* Begin *
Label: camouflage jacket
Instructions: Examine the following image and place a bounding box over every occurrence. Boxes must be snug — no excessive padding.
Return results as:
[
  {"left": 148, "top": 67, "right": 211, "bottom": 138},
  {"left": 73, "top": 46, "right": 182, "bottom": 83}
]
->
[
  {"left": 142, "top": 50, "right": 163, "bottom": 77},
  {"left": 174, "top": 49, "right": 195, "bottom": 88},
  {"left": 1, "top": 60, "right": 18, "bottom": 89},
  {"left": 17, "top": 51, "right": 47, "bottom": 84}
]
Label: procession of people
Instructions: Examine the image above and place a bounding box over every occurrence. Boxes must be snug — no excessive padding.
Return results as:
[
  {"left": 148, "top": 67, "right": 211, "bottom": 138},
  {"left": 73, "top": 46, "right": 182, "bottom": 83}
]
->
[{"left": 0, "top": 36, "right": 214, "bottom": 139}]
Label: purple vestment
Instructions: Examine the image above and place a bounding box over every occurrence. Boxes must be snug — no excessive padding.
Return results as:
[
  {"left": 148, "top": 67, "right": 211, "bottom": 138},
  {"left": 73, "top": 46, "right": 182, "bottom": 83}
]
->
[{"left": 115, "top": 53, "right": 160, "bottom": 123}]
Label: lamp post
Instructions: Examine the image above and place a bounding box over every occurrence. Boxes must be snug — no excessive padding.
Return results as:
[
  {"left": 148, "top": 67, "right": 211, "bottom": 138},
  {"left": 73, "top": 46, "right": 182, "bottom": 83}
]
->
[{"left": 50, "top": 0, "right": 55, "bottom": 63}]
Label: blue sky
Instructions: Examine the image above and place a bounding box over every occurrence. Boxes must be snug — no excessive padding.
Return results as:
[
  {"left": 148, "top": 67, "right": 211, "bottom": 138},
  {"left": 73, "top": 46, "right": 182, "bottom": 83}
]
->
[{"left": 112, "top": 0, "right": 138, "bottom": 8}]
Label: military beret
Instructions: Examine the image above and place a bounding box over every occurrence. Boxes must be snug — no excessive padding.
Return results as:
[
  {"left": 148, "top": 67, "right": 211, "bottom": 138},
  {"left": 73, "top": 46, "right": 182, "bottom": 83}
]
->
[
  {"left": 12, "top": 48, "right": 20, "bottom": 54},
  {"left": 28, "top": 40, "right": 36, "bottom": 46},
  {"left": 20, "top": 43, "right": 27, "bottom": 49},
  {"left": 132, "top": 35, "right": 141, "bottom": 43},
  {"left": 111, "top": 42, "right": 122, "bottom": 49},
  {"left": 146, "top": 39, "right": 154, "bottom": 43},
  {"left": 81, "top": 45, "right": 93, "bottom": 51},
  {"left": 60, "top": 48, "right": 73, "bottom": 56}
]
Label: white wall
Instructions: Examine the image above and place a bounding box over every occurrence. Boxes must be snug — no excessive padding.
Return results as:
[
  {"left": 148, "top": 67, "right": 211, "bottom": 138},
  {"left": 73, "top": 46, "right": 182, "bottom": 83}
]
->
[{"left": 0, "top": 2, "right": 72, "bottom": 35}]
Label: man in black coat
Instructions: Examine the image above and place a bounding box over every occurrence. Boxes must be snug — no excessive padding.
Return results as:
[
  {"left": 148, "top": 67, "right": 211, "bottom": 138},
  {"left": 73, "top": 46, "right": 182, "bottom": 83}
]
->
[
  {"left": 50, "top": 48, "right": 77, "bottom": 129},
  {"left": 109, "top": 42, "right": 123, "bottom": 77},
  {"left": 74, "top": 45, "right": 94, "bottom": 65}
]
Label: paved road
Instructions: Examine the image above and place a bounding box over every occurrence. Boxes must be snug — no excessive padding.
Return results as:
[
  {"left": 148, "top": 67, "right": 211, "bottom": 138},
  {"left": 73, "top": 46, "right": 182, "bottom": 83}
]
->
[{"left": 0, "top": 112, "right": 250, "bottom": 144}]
* End *
WORK TO COMPLETE: Update every item above by replacing "snug" with "tight", leaving everything else unchanged.

CORRECT RESULT:
Label: camouflage jacket
Instructions: Examine the following image and place a bounding box over every occurrence. Boxes must be tight — no excessive padding.
Return results as:
[
  {"left": 148, "top": 67, "right": 211, "bottom": 138},
  {"left": 73, "top": 46, "right": 182, "bottom": 83}
]
->
[
  {"left": 142, "top": 50, "right": 163, "bottom": 77},
  {"left": 174, "top": 49, "right": 195, "bottom": 88},
  {"left": 1, "top": 60, "right": 18, "bottom": 89},
  {"left": 17, "top": 51, "right": 47, "bottom": 84}
]
Label: procession of people
Instructions: Examine the image above and place a bounding box over every occurrence. Boxes must be tight — no excessive padding.
Return results as:
[
  {"left": 148, "top": 67, "right": 211, "bottom": 138},
  {"left": 73, "top": 46, "right": 182, "bottom": 83}
]
->
[{"left": 0, "top": 36, "right": 214, "bottom": 139}]
Label: purple vestment
Instructions: Examine the image above and place a bounding box over every occurrence. Boxes must be tight — no excessive padding.
Return results as:
[
  {"left": 148, "top": 67, "right": 211, "bottom": 138},
  {"left": 73, "top": 46, "right": 182, "bottom": 83}
]
->
[{"left": 115, "top": 53, "right": 160, "bottom": 123}]
Label: lamp post
Instructions: Examine the image above and place a bounding box over every occurrence. Boxes must be tight — no excessive padding.
Return results as:
[
  {"left": 148, "top": 67, "right": 211, "bottom": 138},
  {"left": 73, "top": 46, "right": 182, "bottom": 83}
]
->
[{"left": 50, "top": 0, "right": 55, "bottom": 63}]
Label: blue sky
Instructions: Examine the image above and place a bounding box over every occurrence. Boxes must be tight — no excessive padding.
Return results as:
[
  {"left": 148, "top": 67, "right": 211, "bottom": 138},
  {"left": 73, "top": 46, "right": 182, "bottom": 83}
]
->
[{"left": 112, "top": 0, "right": 138, "bottom": 8}]
Label: military beret
Instructions: Examine the image above and place a bounding box over every occurrence. Boxes must be tight — no excessive padding.
Return results as:
[
  {"left": 148, "top": 67, "right": 211, "bottom": 138},
  {"left": 73, "top": 46, "right": 182, "bottom": 83}
]
->
[
  {"left": 12, "top": 48, "right": 20, "bottom": 54},
  {"left": 28, "top": 40, "right": 36, "bottom": 46},
  {"left": 20, "top": 43, "right": 27, "bottom": 49},
  {"left": 132, "top": 35, "right": 141, "bottom": 43},
  {"left": 111, "top": 42, "right": 122, "bottom": 49},
  {"left": 146, "top": 39, "right": 154, "bottom": 43},
  {"left": 81, "top": 45, "right": 93, "bottom": 51},
  {"left": 60, "top": 48, "right": 73, "bottom": 56}
]
Label: white wall
Instructions: Examine the image above and place a bounding box over every occurrence. Boxes must be tight — no excessive padding.
Return results as:
[
  {"left": 148, "top": 67, "right": 211, "bottom": 138},
  {"left": 73, "top": 46, "right": 182, "bottom": 83}
]
->
[{"left": 0, "top": 2, "right": 72, "bottom": 35}]
Label: man in black coat
Instructions: Examine the image above and place a bounding box over every occurrence. Boxes must be tight — no excessive padding.
Return results as:
[
  {"left": 148, "top": 67, "right": 211, "bottom": 138},
  {"left": 73, "top": 46, "right": 182, "bottom": 83}
]
->
[
  {"left": 50, "top": 48, "right": 77, "bottom": 129},
  {"left": 109, "top": 42, "right": 123, "bottom": 77},
  {"left": 74, "top": 45, "right": 94, "bottom": 65}
]
Label: paved road
Instructions: Examine the image above and place a bounding box over every occurrence. Boxes must be tight — no excessive padding.
Return results as:
[
  {"left": 148, "top": 67, "right": 211, "bottom": 138},
  {"left": 73, "top": 46, "right": 182, "bottom": 83}
]
->
[{"left": 0, "top": 112, "right": 250, "bottom": 144}]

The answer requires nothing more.